### [Task A]
Output the stretch of the records from the line containing "of the man's" through the end of the records as a numbered list, with blank lines left out.

#### Document segment

The second argument today concerns the ability to bring a malicious prosecution claim. Suppose you are charged with multiple crimes, some of which are baseless allegations but others of which have legitimate grounds. If the “charge-specific rule” applies, then you can sue over the baseless charges. If the “any-crime rule” applies, then you cannot sue at all. Interesting questions of state law implications when suing under the federal civil rights statute, and other issues, are nicely described by Cornell Law’s LII post.

Tuesday, April 16 – Jan 6 cases

Like many January 6 insurrectionists, the defendant in Fischer v. US was charged with, among other things, obstructing an official proceeding in violation of 18 U.S.C. § 1512. Although the section is titled “Tampering with a witness, victim, or an informant” and much of it concerns witnesses or evidence, subsection (c) provides for imprisonment for up to 20 years of anyone who “otherwise obstructs, influences, or impedes any official proceeding, or attempts to do so.” Amy Howe at SCOTUSBlog has a very thorough description of the arguments and legal issues; highly recommended reading. The DC Circuit decision is also quite readable and strong — with a comprehensive and clever call-out to any “textualists” who might be ideologically inclined to favor the insurrectionists (“If a statute’s language is clear, then that language controls.”).

########

### [Task B]
According to the commentary on the Supreme Court arguments, which statute was the defendant in Fischer v. US charged under for obstructing an official proceeding?

#### Recorded information

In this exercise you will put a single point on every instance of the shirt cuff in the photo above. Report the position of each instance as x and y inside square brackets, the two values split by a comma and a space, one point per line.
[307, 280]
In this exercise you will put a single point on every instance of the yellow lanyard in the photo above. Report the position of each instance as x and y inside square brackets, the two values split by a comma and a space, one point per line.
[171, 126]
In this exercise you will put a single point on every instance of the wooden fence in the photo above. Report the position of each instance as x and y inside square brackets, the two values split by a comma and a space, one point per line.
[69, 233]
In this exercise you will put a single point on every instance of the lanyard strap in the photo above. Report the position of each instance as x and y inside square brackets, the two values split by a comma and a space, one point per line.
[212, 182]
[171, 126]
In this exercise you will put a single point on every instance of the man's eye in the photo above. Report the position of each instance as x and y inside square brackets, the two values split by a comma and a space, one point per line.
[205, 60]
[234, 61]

########

### [Exercise result A]
1. In this exercise you will put a single point on every instance of the man's eye in the photo above. Report the position of each instance as x and y inside square brackets, the two values split by a comma and a space, one point per line.
2. [205, 60]
3. [234, 61]

### [Exercise result B]
18 U.S.C. § 1512